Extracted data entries
───

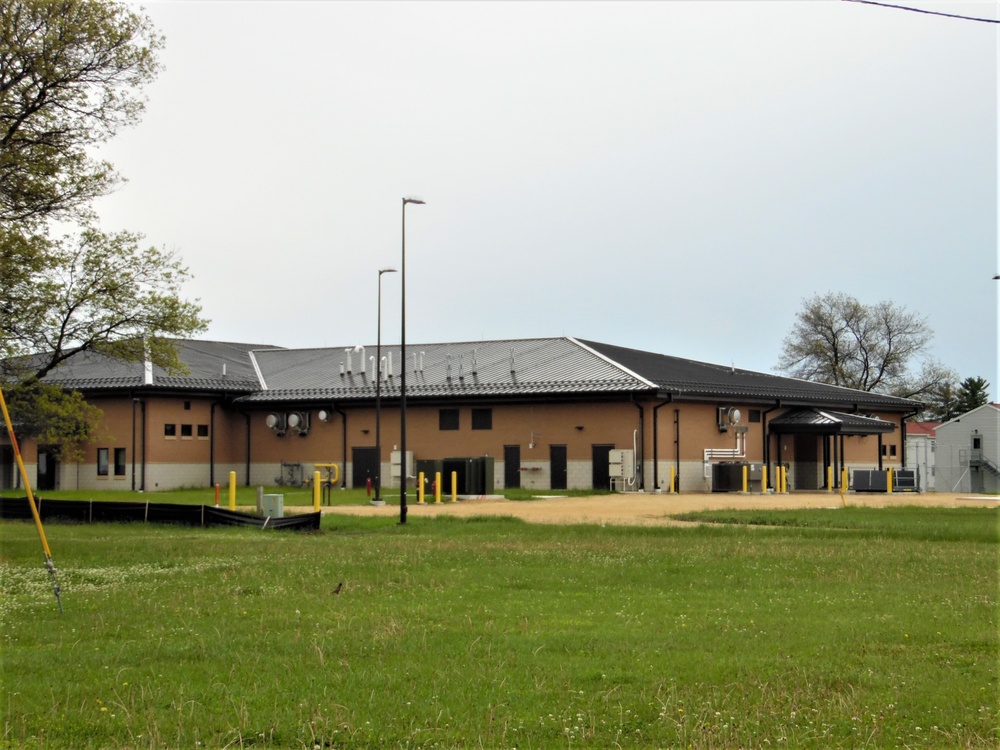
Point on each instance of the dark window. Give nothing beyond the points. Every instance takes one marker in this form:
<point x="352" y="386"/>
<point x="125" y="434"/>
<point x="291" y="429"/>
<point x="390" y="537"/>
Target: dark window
<point x="448" y="419"/>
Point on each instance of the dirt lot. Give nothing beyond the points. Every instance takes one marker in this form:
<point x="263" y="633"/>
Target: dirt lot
<point x="641" y="509"/>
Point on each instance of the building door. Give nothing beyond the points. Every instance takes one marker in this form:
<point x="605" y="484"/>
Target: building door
<point x="365" y="466"/>
<point x="511" y="466"/>
<point x="48" y="468"/>
<point x="807" y="466"/>
<point x="601" y="478"/>
<point x="557" y="466"/>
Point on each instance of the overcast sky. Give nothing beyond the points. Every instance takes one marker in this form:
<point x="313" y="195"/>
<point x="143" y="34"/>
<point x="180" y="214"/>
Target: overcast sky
<point x="670" y="176"/>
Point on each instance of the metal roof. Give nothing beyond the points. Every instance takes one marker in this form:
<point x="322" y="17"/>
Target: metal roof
<point x="504" y="369"/>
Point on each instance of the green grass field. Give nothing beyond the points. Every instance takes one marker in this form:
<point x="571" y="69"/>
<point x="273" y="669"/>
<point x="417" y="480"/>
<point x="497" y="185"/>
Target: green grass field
<point x="814" y="629"/>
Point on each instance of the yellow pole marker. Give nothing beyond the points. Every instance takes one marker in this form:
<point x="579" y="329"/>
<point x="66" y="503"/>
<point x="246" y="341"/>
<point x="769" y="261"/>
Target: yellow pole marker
<point x="31" y="502"/>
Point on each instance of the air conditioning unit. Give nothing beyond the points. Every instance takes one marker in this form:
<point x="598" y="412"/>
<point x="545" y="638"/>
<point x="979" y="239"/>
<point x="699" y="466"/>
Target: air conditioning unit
<point x="728" y="415"/>
<point x="298" y="422"/>
<point x="277" y="422"/>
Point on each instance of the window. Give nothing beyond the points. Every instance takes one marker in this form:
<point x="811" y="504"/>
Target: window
<point x="482" y="419"/>
<point x="448" y="419"/>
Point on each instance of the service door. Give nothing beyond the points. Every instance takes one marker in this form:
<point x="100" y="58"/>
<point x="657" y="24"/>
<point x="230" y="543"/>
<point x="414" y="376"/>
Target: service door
<point x="511" y="466"/>
<point x="557" y="466"/>
<point x="365" y="467"/>
<point x="599" y="457"/>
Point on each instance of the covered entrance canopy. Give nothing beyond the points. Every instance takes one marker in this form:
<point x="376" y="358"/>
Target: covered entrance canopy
<point x="816" y="446"/>
<point x="817" y="422"/>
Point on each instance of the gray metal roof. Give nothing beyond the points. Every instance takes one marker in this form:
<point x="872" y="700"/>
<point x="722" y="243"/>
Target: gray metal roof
<point x="505" y="369"/>
<point x="204" y="361"/>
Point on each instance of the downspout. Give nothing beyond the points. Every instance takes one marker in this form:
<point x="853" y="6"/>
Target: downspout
<point x="677" y="449"/>
<point x="211" y="446"/>
<point x="343" y="474"/>
<point x="656" y="443"/>
<point x="246" y="414"/>
<point x="142" y="484"/>
<point x="134" y="401"/>
<point x="642" y="443"/>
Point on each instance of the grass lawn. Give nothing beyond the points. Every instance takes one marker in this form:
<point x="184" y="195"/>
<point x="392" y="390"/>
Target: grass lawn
<point x="817" y="629"/>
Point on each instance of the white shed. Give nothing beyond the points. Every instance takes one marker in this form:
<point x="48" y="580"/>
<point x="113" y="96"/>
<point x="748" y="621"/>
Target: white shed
<point x="967" y="455"/>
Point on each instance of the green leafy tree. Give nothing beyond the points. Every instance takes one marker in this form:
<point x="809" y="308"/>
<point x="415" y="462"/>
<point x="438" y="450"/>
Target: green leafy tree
<point x="838" y="340"/>
<point x="972" y="393"/>
<point x="71" y="76"/>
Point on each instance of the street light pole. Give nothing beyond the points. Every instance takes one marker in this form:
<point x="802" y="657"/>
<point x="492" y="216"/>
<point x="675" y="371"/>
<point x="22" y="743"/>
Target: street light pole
<point x="402" y="374"/>
<point x="378" y="394"/>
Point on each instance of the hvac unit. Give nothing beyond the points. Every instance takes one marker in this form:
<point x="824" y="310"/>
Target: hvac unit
<point x="621" y="463"/>
<point x="298" y="421"/>
<point x="728" y="415"/>
<point x="277" y="422"/>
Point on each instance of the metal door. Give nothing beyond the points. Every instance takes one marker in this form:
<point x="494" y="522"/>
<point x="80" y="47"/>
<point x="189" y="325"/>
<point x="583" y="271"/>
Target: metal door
<point x="365" y="462"/>
<point x="511" y="466"/>
<point x="557" y="466"/>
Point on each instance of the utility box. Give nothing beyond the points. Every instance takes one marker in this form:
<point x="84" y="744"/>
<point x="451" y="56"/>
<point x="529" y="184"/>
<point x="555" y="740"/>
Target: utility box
<point x="394" y="467"/>
<point x="273" y="506"/>
<point x="621" y="463"/>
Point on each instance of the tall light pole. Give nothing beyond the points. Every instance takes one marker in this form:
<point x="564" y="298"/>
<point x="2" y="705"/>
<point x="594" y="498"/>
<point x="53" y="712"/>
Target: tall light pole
<point x="402" y="375"/>
<point x="378" y="394"/>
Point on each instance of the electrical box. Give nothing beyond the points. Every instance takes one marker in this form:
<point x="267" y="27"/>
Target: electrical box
<point x="394" y="458"/>
<point x="621" y="463"/>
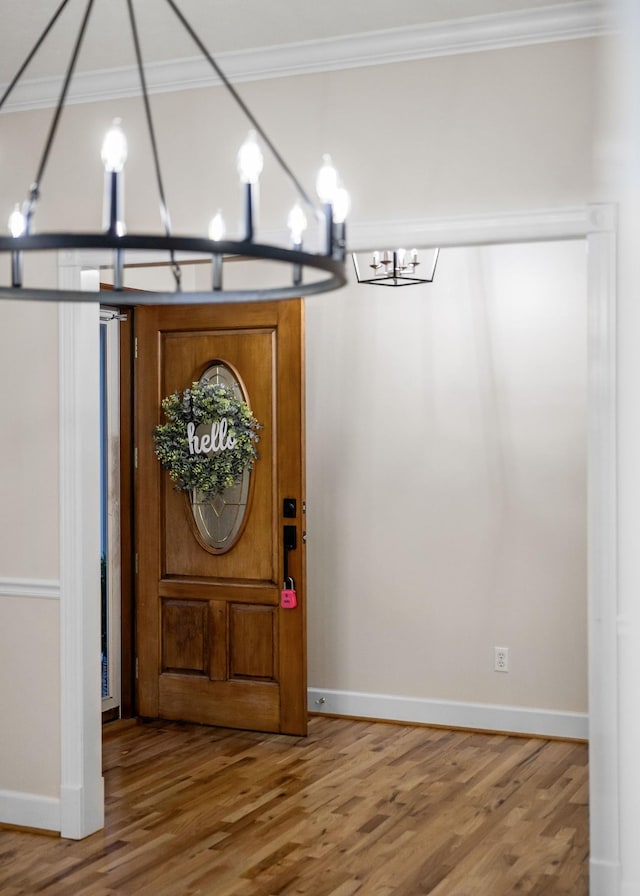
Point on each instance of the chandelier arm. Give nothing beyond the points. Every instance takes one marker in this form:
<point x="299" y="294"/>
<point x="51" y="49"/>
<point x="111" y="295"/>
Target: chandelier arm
<point x="35" y="187"/>
<point x="249" y="114"/>
<point x="164" y="211"/>
<point x="33" y="52"/>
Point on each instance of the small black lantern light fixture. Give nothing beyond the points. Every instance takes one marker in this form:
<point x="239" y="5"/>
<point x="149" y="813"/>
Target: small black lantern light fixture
<point x="396" y="268"/>
<point x="326" y="266"/>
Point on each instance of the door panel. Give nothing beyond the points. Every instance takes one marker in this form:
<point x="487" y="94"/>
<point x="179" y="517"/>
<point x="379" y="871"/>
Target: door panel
<point x="214" y="645"/>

───

*To do*
Quote the whole listing above word for word, leaving out the pictures.

*Correct result*
Point on each instance of the dark window. Give nothing beyond the points. Every instance takes one marker in this form:
<point x="352" y="386"/>
<point x="125" y="434"/>
<point x="291" y="429"/>
<point x="390" y="537"/>
Target: dark window
<point x="448" y="419"/>
Point on each instance of the dirt lot. Give nothing beyond the points. Every instance takes one marker in this form:
<point x="263" y="633"/>
Target: dirt lot
<point x="641" y="509"/>
Point on each instance of the building door. Give nothing beyond the points. Every instance takes one marker in this form:
<point x="605" y="484"/>
Target: building door
<point x="365" y="466"/>
<point x="511" y="466"/>
<point x="48" y="468"/>
<point x="807" y="466"/>
<point x="601" y="478"/>
<point x="557" y="466"/>
Point on each instance of the overcast sky. Give nothing beyond the points. Every instance takes one marker in this form:
<point x="313" y="195"/>
<point x="143" y="34"/>
<point x="180" y="214"/>
Target: overcast sky
<point x="670" y="176"/>
Point on each instance of the metal roof. Give nothing beyond the points. Every instance takes one marker in this form:
<point x="322" y="17"/>
Target: metal roof
<point x="504" y="369"/>
Point on each instance of the green grass field. Give nothing beyond the points. Every instance takes one marker in this form:
<point x="571" y="69"/>
<point x="273" y="669"/>
<point x="417" y="480"/>
<point x="497" y="185"/>
Target: green grass field
<point x="814" y="629"/>
Point on each instance of the yellow pole marker. Give nothing beyond the points. Every instance takes one marker in this form:
<point x="579" y="329"/>
<point x="66" y="503"/>
<point x="246" y="341"/>
<point x="769" y="261"/>
Target: yellow pole marker
<point x="31" y="502"/>
Point on each instance of the air conditioning unit. Give nothing beyond the points. Every instance takes one marker in this form:
<point x="598" y="412"/>
<point x="545" y="638"/>
<point x="979" y="239"/>
<point x="699" y="466"/>
Target: air conditioning unit
<point x="728" y="415"/>
<point x="298" y="422"/>
<point x="277" y="422"/>
Point on each instance of the window. Give nothing beyond the points. Every instance takes one marker in this form:
<point x="811" y="504"/>
Target: window
<point x="482" y="419"/>
<point x="448" y="419"/>
Point on each instance of the service door. Give nothing beyond the points. Every instance takes one marker in this form:
<point x="100" y="58"/>
<point x="657" y="24"/>
<point x="230" y="543"/>
<point x="414" y="376"/>
Target: service door
<point x="511" y="466"/>
<point x="557" y="466"/>
<point x="365" y="467"/>
<point x="599" y="457"/>
Point on each instance of the covered entrance canopy. Give nothing beyond the points. Every instance takes one marker in this form:
<point x="376" y="358"/>
Target: covered entrance canopy
<point x="816" y="446"/>
<point x="817" y="422"/>
Point on each instance of the gray metal roof. Give nothing beyond the points. Every instance takes one marker in this form:
<point x="872" y="700"/>
<point x="722" y="243"/>
Target: gray metal roof
<point x="505" y="369"/>
<point x="204" y="361"/>
Point on each instance of the downspout. Give nothing beyond the points. Every instance takes one marker in this form:
<point x="853" y="6"/>
Target: downspout
<point x="677" y="449"/>
<point x="211" y="446"/>
<point x="343" y="474"/>
<point x="656" y="443"/>
<point x="246" y="414"/>
<point x="142" y="484"/>
<point x="134" y="401"/>
<point x="642" y="443"/>
Point on each instance of the grass lawn. Give nothing beyond the points. Every instance takes one marker in this form:
<point x="184" y="195"/>
<point x="392" y="390"/>
Target: grass lawn
<point x="817" y="629"/>
Point on each instance of the white shed. Give nothing beyond the points. Every instance takes one marker in this form:
<point x="48" y="580"/>
<point x="113" y="96"/>
<point x="748" y="621"/>
Target: white shed
<point x="967" y="455"/>
Point on each instance of the green leafy tree. Give nothing beyond the points. Every instance takes one marker in this form:
<point x="809" y="308"/>
<point x="415" y="462"/>
<point x="438" y="450"/>
Target: green leafy tree
<point x="838" y="340"/>
<point x="972" y="393"/>
<point x="71" y="76"/>
Point on each instance of the street light pole. Give nothing beyond the points. Every instance takes one marker in this form:
<point x="802" y="657"/>
<point x="492" y="216"/>
<point x="675" y="371"/>
<point x="22" y="743"/>
Target: street light pole
<point x="402" y="374"/>
<point x="378" y="394"/>
Point on each instance of the hvac unit. Give nothing beyond the points. Every instance takes one marker in this form:
<point x="824" y="310"/>
Target: hvac unit
<point x="621" y="463"/>
<point x="298" y="421"/>
<point x="728" y="415"/>
<point x="277" y="422"/>
Point on each instance of the metal door. Give nothing beyond the points. Every instance takes one marker in this form:
<point x="494" y="522"/>
<point x="80" y="47"/>
<point x="189" y="325"/>
<point x="583" y="271"/>
Target: metal door
<point x="365" y="462"/>
<point x="511" y="466"/>
<point x="557" y="466"/>
Point on each instance of the utility box. Give nothing beyond the points. Every instance takes one marker in this form:
<point x="84" y="744"/>
<point x="451" y="56"/>
<point x="529" y="184"/>
<point x="555" y="740"/>
Target: utility box
<point x="394" y="467"/>
<point x="273" y="506"/>
<point x="621" y="463"/>
Point on each instance of the tall light pole. Give nothing beyond the points. Every instance takes one marker in this form:
<point x="564" y="298"/>
<point x="2" y="705"/>
<point x="594" y="498"/>
<point x="53" y="712"/>
Target: tall light pole
<point x="402" y="375"/>
<point x="378" y="394"/>
Point on each instance of the electrical box. Give nothing beyond the points. Every instance takes one marker in this form:
<point x="267" y="27"/>
Target: electrical box
<point x="394" y="458"/>
<point x="621" y="463"/>
Point on each instance of the chandelier arm. Give nothing beyond the points. Every instance takes one marker in this form:
<point x="299" y="294"/>
<point x="51" y="49"/>
<point x="111" y="295"/>
Target: chandelier arm
<point x="35" y="187"/>
<point x="249" y="114"/>
<point x="164" y="211"/>
<point x="33" y="52"/>
Point on each instance of the small black lantern light fixture. Give nothing beyond the points. Every instance takes one marker in this form:
<point x="239" y="5"/>
<point x="149" y="813"/>
Target: small black lantern light fixture
<point x="396" y="268"/>
<point x="326" y="266"/>
Point on each instance of the door panel. Give nothing beyond the points. Every instance takes one marker in this form:
<point x="487" y="94"/>
<point x="179" y="517"/>
<point x="379" y="871"/>
Target: door panel
<point x="214" y="645"/>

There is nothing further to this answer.